Dataset entries:
•••

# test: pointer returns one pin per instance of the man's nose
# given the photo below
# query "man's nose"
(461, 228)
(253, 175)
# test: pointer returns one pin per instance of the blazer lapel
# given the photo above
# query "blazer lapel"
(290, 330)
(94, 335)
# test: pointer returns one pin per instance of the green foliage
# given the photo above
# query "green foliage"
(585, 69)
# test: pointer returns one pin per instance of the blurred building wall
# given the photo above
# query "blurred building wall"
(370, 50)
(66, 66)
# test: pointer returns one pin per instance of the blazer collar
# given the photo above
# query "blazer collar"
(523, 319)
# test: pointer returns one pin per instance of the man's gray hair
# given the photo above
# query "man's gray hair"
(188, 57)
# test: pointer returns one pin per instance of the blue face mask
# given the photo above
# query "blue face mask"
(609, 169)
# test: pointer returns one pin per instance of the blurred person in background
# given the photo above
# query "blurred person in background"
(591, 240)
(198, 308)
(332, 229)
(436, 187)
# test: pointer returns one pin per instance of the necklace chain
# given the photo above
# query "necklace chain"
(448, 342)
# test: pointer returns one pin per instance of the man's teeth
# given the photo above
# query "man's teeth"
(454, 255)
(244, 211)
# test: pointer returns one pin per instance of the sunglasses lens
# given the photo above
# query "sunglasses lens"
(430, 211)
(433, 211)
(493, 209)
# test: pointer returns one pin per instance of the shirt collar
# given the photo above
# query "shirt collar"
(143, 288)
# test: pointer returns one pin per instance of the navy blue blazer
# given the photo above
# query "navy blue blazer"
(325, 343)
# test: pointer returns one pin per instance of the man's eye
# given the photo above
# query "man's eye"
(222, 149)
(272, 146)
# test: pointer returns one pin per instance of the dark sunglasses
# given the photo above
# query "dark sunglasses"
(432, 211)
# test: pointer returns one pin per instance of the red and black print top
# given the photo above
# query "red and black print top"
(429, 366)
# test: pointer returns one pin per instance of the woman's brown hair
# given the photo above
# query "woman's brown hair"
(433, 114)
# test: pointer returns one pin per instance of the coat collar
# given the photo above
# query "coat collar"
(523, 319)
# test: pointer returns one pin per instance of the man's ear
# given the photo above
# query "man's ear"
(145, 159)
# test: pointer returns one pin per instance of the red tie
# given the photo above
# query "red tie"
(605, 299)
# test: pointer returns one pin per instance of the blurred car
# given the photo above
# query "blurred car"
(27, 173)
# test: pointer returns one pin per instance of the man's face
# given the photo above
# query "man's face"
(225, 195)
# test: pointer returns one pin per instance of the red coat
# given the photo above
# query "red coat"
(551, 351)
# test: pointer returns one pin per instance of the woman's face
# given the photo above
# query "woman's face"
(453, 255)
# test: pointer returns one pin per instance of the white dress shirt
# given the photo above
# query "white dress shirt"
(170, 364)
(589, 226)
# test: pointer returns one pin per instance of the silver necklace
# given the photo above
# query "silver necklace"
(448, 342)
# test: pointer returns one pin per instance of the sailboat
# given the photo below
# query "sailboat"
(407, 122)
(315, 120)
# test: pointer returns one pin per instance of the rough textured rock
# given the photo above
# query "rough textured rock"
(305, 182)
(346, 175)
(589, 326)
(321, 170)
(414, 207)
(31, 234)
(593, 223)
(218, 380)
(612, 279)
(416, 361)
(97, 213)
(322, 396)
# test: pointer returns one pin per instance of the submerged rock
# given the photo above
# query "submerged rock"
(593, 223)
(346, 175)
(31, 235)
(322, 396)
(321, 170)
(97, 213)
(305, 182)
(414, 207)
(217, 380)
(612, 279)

•••

Task goal -
Can you recast every line of the entries above as a Markdown table with the columns "No." and "Text", numbering the rows and leaving out blank lines?

Final result -
| No. | Text |
|---|---|
| 1 | # test: pointer returns one pin per instance of the man's nose |
| 2 | # given the photo below |
| 3 | # query "man's nose" |
| 4 | (461, 228) |
| 5 | (253, 175) |
| 6 | # test: pointer returns one pin per instance of the blazer lapel |
| 7 | # given the photo above |
| 8 | # query "blazer lapel" |
| 9 | (290, 330) |
| 10 | (94, 335) |
| 11 | # test: pointer returns one pin per instance of the green foliage |
| 12 | # given the photo above |
| 13 | # query "green foliage" |
| 14 | (585, 69) |
| 15 | # test: pointer returns one pin per instance of the blurred building wall |
| 16 | # given the photo above |
| 17 | # query "blurred building wall" |
| 18 | (370, 50) |
| 19 | (66, 66) |
| 20 | # test: pointer returns one pin per instance of the blazer collar |
| 21 | # given the photo above |
| 22 | # query "blazer collar" |
| 23 | (523, 319) |
| 24 | # test: pointer returns one pin per instance of the man's gray hair |
| 25 | # given the photo above |
| 26 | # query "man's gray hair" |
| 27 | (188, 57) |
| 28 | # test: pointer returns one pin per instance of the blue face mask |
| 29 | # given the photo above |
| 30 | # query "blue face mask" |
| 31 | (609, 169) |
| 32 | # test: pointer returns one pin per instance of the blurred person in background |
| 33 | # given the photo above |
| 34 | # query "blurred person in background" |
| 35 | (591, 240) |
| 36 | (198, 308) |
| 37 | (332, 229) |
| 38 | (436, 187) |
| 39 | # test: pointer returns one pin per instance of the necklace chain |
| 40 | # given the photo above |
| 41 | # query "necklace chain" |
| 42 | (448, 342) |
| 43 | # test: pointer returns one pin per instance of the man's teeth |
| 44 | # given the photo above |
| 45 | # query "man's teeth" |
| 46 | (454, 255) |
| 47 | (244, 211) |
| 48 | # test: pointer returns one pin per instance of the sunglasses lens |
| 49 | # given the photo above |
| 50 | # query "sunglasses lens" |
| 51 | (430, 211) |
| 52 | (433, 211) |
| 53 | (493, 209) |
| 54 | # test: pointer returns one pin per instance of the shirt collar |
| 55 | # given the photo above |
| 56 | # query "shirt collar" |
| 57 | (143, 288) |
| 58 | # test: pointer returns one pin per instance of the navy blue blazer |
| 59 | # given the photo above |
| 60 | # query "navy blue blazer" |
| 61 | (325, 343) |
| 62 | # test: pointer returns one pin per instance of the man's eye |
| 63 | # given the photo above |
| 64 | # query "man's eye" |
| 65 | (222, 149) |
| 66 | (272, 146) |
| 67 | # test: pointer returns one pin per instance of the dark sunglasses |
| 68 | # given the photo above |
| 69 | # query "dark sunglasses" |
| 70 | (432, 211) |
| 71 | # test: pointer returns one pin per instance of the red and black print top |
| 72 | # given the photo above |
| 73 | # query "red and black print top" |
| 74 | (429, 366) |
| 75 | # test: pointer returns one pin per instance of the woman's brown hair |
| 76 | # given the photo above |
| 77 | # query "woman's brown hair" |
| 78 | (433, 114) |
| 79 | # test: pointer returns one pin per instance of the coat collar |
| 80 | # given the photo above |
| 81 | # query "coat collar" |
| 82 | (523, 319) |
| 83 | # test: pointer returns one pin per instance of the man's ear |
| 84 | # given the photo above |
| 85 | # query "man's ear" |
| 86 | (145, 159) |
| 87 | # test: pointer returns one pin per instance of the red tie |
| 88 | # given the photo above |
| 89 | # query "red tie" |
| 90 | (605, 299) |
| 91 | # test: pointer returns one pin per instance of the blurred car |
| 92 | # given the photo above |
| 93 | # query "blurred car" |
| 94 | (27, 173) |
| 95 | # test: pointer returns one pin per instance of the man's face |
| 96 | # given the photo above |
| 97 | # query "man's face" |
| 98 | (225, 195) |
| 99 | # test: pointer returns one pin per instance of the red coat |
| 100 | # given the photo above |
| 101 | # query "red coat" |
| 102 | (551, 351) |
| 103 | # test: pointer returns one pin per instance of the woman's face |
| 104 | # given the photo above |
| 105 | # query "woman's face" |
| 106 | (453, 255) |
| 107 | # test: pointer returns one pin per instance of the white dress shirt |
| 108 | # given the photo above |
| 109 | # query "white dress shirt" |
| 110 | (170, 364) |
| 111 | (589, 226) |
| 112 | # test: pointer returns one pin per instance of the silver necklace |
| 113 | # given the photo above |
| 114 | # query "silver necklace" |
| 115 | (448, 342) |
| 116 | # test: pointer returns one pin per instance of the sailboat |
| 117 | # given the photo below |
| 118 | # query "sailboat" |
| 119 | (407, 122) |
| 120 | (315, 120) |
| 121 | # test: pointer returns one pin per instance of the rough textured rock |
| 122 | # given the photo above |
| 123 | # query "rough textured rock" |
| 124 | (305, 182) |
| 125 | (346, 175) |
| 126 | (589, 326) |
| 127 | (321, 170) |
| 128 | (414, 207) |
| 129 | (31, 234) |
| 130 | (593, 223) |
| 131 | (218, 380) |
| 132 | (612, 279) |
| 133 | (416, 361) |
| 134 | (97, 213) |
| 135 | (322, 396) |
| 136 | # test: pointer returns one pin per instance of the submerged rock |
| 137 | # given the photo above |
| 138 | # query "submerged rock" |
| 139 | (593, 223) |
| 140 | (346, 175) |
| 141 | (31, 235) |
| 142 | (322, 396) |
| 143 | (321, 170) |
| 144 | (97, 213) |
| 145 | (305, 182) |
| 146 | (414, 207) |
| 147 | (217, 380) |
| 148 | (612, 279) |